━━━ EXCERPT TO READ

Whoa! Why is That Horse Posing for Pictures?
Published on June 14, 2013 by arothstein
(MERIDIAN) When you arrive at Broadview University on any given day of the week, you begin to expect the unexpected after a while. There could be a bouncy house or dunk tank one day, or a crime scene the next. Here, it is the luck of the draw. One recent day, people arrived on campus to the sight of a horse patiently standing in a parking stall. That’s right. A really big horse. A really big horse casually standing on wooden blocks, that is. And he was literally posing for pictures!
Tahoe and Dr. Valerie Urick were visiting the Boise campus as part of a hands-on learning opportunity for veterinary technology students in the Equine class. For the better part of two hours, the students—dressed from neck to knee in radiological protective gear—took turns taking and developing X-rays. From the parking lot back to the X-ray room located in the vet tech hallway, one-by-one the students went back and forth. The entire time they worked, Tahoe stood in the parking lot—patiently waiting. Hoofs packed with Play-Doh—he just stood there on those itty bitty wooden blocks.
“He is a little bit drugged right now, ‘aren’t you Tahoe?’” Heather Williams, the students’ instructor, said to the patient “patient.” “He is a bit dopey because he is sedated. It makes it easier for us to work on him.”

━━━━━━
━━━ DATA SHOWN

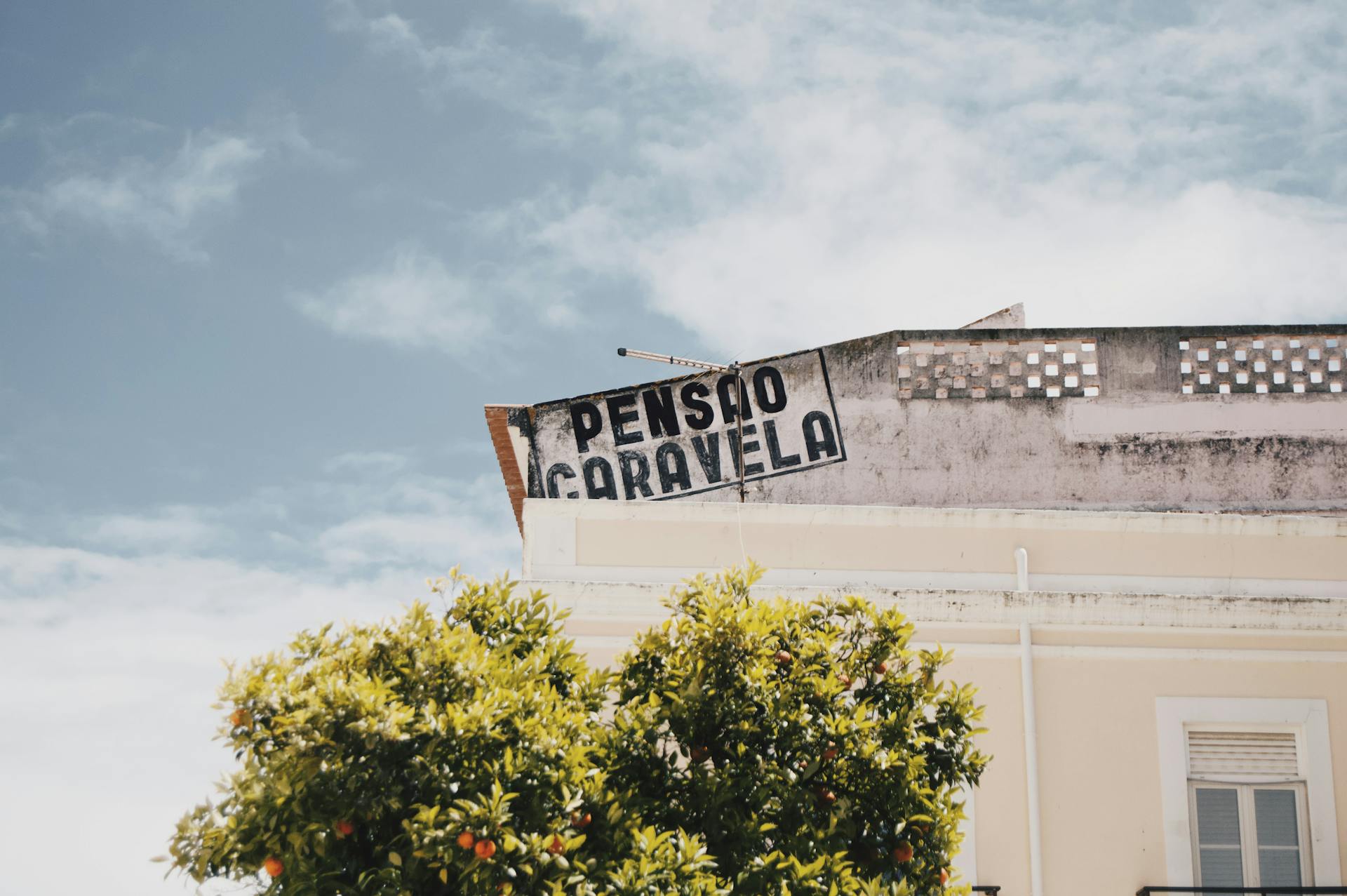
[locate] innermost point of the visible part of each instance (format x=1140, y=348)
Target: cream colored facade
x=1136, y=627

━━━━━━
━━━ DATA SHOWN

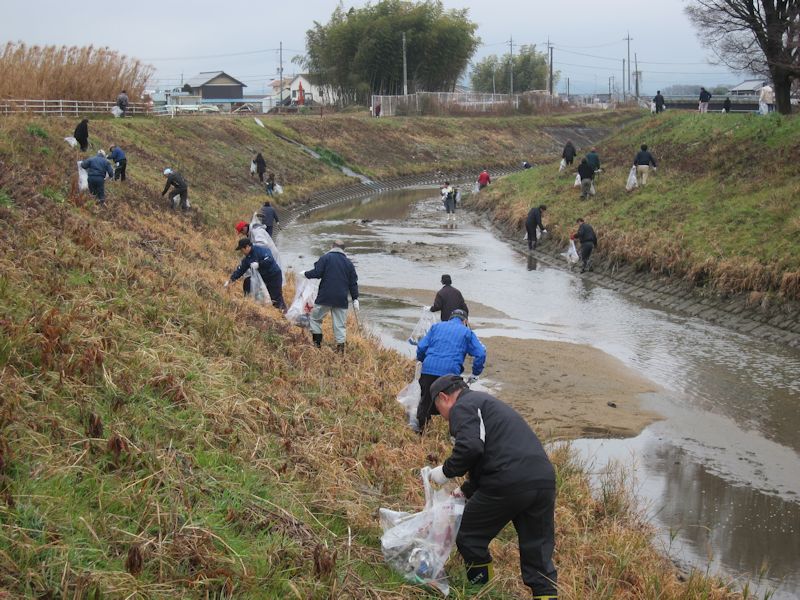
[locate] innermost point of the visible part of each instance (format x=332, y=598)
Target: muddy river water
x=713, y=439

━━━━━━

◆ INSTRUCTIONS
[1] Quote the passage of the article about the horse at Broadview University, starting at "Whoa! Why is" and ending at "posing for pictures!".
[2] According to the article about the horse at Broadview University, what were Tahoe's hooves packed with while he stood on the wooden blocks?
[3] Using the article about the horse at Broadview University, explain why Tahoe was sedated during the X-ray session.
The listing comes from a source unrelated to the article.

◆ ANSWERS
[1]
Whoa! Why is That Horse Posing for Pictures?
Published on June 14, 2013 by arothstein
(MERIDIAN) When you arrive at Broadview University on any given day of the week, you begin to expect the unexpected after a while. There could be a bouncy house or dunk tank one day, or a crime scene the next. Here, it is the luck of the draw. One recent day, people arrived on campus to the sight of a horse patiently standing in a parking stall. That’s right. A really big horse. A really big horse casually standing on wooden blocks, that is. And he was literally posing for pictures!

[2] Play-Doh.

[3] Tahoe was sedated because, as instructor Heather Williams said, it made it easier for the students to work on him.